> Sumber
━━━━━━
SM3T SUMBA BARAT DAYA

Aku dan SM-3T

Perkenalkan aku Dista Arfian Nur Handika S.Pd, SM3T UNNES angkatan 2016. Keitkutsertaanku mengikuti SM3T diawali dari cerita seniorku di Mahapala. Ada dua orang yang mengikuti SM-3T. Mereka bercerita mengenai pengalaman mengabdi di daerah 3T (terdepan, terluar dan tertinggal) yang begitu inspiratif. Pada saat mereka berbagi pengalamannya, aku menjadi sangat tertarik dengan program dari Kemendikbud tersebut. Saat itu pula aku berniat untuk mengikuti SM-3T, mengikuti jejak para senior mahapala.
Pada bulan Juni 2016, aku menyelesaikan kuliah S1 Pendidikan Otomotif. Di bulan itu, banyak kabar simpang siur mengenai pembukaan pendaftaran SM3T. Tak banyak informasi yang ku tau tentang SM-3T , ketika aku membuka sosial media (Instagram), aku baru tahu bahwa besok adalah hari akhir pendaftaran SM3T. Dengan berbekal niat dan tekad yang kuat, aku menyiapkan berkas untuk mendaftar SM3T. Aku mulai scan semua berkas dengan aplikasi di HP, karena saat tahu informasi itu aku sedang dirumah dan masih jarang alat scanner di kotaku Lasem. Dengan persiapan yang minim, Alhamdulillah aku lulus seleksi administrasi. Kemudian dilanjutkan tes on-line. Persiapan sangat minim tak menyurutkan niatku untuk mengikuti SM3T. Walau pada kenyataanya aku harus menjalani tes jurusan tehnik mesin, sedang sebenarnya aku lulusan tehnik otomotif, aku tetap teguh niat mengikuti tahapan demi tahapan. Awalnya aku tidak begitu yakin untuk dapat lolos, namun Alhamdulillah ternyata aku lolos tes online. Selanjutnya aku berhak mengikuti tes wawancara dan microteaching.
━━━━━━
(Entri data)
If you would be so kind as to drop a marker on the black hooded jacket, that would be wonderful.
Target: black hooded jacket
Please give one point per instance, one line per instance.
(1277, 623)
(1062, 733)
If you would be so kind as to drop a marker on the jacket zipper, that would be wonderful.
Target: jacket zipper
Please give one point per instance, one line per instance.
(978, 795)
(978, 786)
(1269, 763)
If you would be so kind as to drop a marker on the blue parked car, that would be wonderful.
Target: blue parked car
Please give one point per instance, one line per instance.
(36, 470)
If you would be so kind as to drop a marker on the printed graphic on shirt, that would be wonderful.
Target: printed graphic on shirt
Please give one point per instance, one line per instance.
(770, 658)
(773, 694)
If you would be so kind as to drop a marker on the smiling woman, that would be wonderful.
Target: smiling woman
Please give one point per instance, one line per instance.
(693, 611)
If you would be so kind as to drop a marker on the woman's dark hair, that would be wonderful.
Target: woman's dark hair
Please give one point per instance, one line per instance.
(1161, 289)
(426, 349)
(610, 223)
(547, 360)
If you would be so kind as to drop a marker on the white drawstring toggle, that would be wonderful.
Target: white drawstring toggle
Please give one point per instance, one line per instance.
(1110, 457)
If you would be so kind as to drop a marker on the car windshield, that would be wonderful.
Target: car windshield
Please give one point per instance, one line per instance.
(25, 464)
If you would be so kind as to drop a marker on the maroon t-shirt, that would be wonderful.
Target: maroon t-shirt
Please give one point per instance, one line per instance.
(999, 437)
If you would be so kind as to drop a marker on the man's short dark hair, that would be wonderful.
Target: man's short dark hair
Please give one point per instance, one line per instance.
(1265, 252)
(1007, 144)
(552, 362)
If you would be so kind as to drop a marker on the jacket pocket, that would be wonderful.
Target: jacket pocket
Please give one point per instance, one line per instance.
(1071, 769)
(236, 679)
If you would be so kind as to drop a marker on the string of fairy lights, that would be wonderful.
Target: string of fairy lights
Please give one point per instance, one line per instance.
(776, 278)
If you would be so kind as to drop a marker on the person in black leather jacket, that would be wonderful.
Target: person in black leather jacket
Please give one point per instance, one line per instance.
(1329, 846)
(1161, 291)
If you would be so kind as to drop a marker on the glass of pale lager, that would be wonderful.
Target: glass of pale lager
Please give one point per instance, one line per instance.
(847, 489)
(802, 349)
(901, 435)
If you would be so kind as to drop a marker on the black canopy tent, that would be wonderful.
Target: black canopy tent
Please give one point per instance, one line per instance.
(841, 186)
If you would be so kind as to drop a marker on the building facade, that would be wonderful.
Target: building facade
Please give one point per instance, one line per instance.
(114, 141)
━━━━━━
> Daftar Tugas
(a) Salin bagian cerita tentang SM-3T yang dimulai dari "Perkenalkan aku Dista" dan terus sampai "para senior mahapala.".
(b) Menurut cerita tentang SM-3T, kuliah S1 apa yang selesai pada bulan Juni 2016?

> Jawaban Tugas
(a)
Perkenalkan aku Dista Arfian Nur Handika S.Pd, SM3T UNNES angkatan 2016. Keitkutsertaanku mengikuti SM3T diawali dari cerita seniorku di Mahapala. Ada dua orang yang mengikuti SM-3T. Mereka bercerita mengenai pengalaman mengabdi di daerah 3T (terdepan, terluar dan tertinggal) yang begitu inspiratif. Pada saat mereka berbagi pengalamannya, aku menjadi sangat tertarik dengan program dari Kemendikbud tersebut. Saat itu pula aku berniat untuk mengikuti SM-3T, mengikuti jejak para senior mahapala.

(b) S1 Pendidikan Otomotif.